**EXCERPTED PASSAGE:**
Keppard said, “We shouldn’t be confined to one system. We should look to new vehicles, new ways to address disparities and new engines of innovation. Although some of these disparities are truly systemic.”

Celina Barrios-Millner, immigrant integration fellow for the Mayor’s Office for Immigrant Advancement, spoke at last week’s policy agenda draft presentation about how policy can drive change, even in seemingly insignificant ways.

“Just putting the word immigrant in our office name is radical itself,” she said. “We didn’t want to use an euphemism.”

Among the key policies the immigrant advancement office supports, said Barrios-Millner, are the Language and Communications Access Ordinance, the Safe Communities Act, and same-day voting registration.

The Language and Communications Access city ordinance would require Boston’s municipal departments to implement a communications access policy for residents who speak a language other than English or who need assistive technology.

The Safe Communities Act is a state bill currently in conference that would prohibit state and local police from arresting or detaining a person solely for federal immigration enforcement purposes.

And same day voting registration would allow eligible voters to streamline their voting and registration process into one simple step, decreasing voting barriers for marginalized communities.

**EXERCISE TASKS:**
1. Answer these from the passage on immigrant advancement policy:
(a) What position does Celina Barrios-Millner hold?
(b) Which residents would the Language and Communications Access Ordinance serve?
(c) What would the Safe Communities Act bar state and local police from doing?
2. Render this sentence from the passage on immigrant advancement policy in Spanish: "And same day voting registration would allow eligible voters to streamline their voting and registration process into one simple step, decreasing voting barriers for marginalized communities."
3. Write what follows the final sentence of the passage on immigrant advancement policy.

**RECORDED INFORMATION:**
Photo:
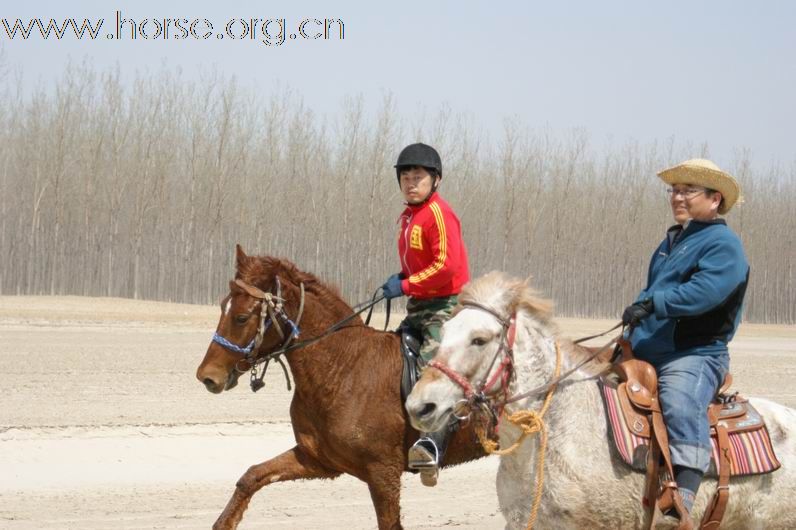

**EXERCISE RESULTS:**
1.
(a) She is the immigrant integration fellow for the Mayor’s Office for Immigrant Advancement.
(b) It would serve residents who speak a language other than English or who need assistive technology.
(c) It would bar them from arresting or detaining a person solely for federal immigration enforcement purposes.

2. Y el registro de votantes el mismo día permitiría a los votantes elegibles simplificar su proceso de votación y registro en un solo paso sencillo, lo que reduciría las barreras al voto para las comunidades marginadas.

3.
Lisa Wong, the former mayor of Fitchburg and deputy director of the Asian American Civic Association said at the event that to combat disparities, there needs to be policies that “focus on smart growth and zoning.”

She said, “We need these two tools to control displacement, as well as targeted approaches for creating affordable housing around transportation, vibrant open spaces and access to retail.”

Measuring change

Since 2014, MAPC found, there have been only modest advancements towards greater equity. The bright spots include passing legislation that protects transgender individuals, pay equity for women and increasing the minimum wage.

Education indicators have shown standardized test performances for third- and 10th-graders in Metro Boston improved across almost all demographic categories between 2009 and 2015, with the largest gains among black and Latino students.

Also, 2017 data showed instances of low birth weight among babies born to black women declined slightly from 10.4 percent in 2005–2009 to 9.4 percent in 2010–2014 among black women without a high school degree, and from 8.5 percent to 7.2 percent among black women with a college degree.

However, the State of Equity 2017 Update also found that while Boston has become more diverse, it remains socially and economically segregated between racial groups. For example, Latino and white segregation is now higher than it was in 1990.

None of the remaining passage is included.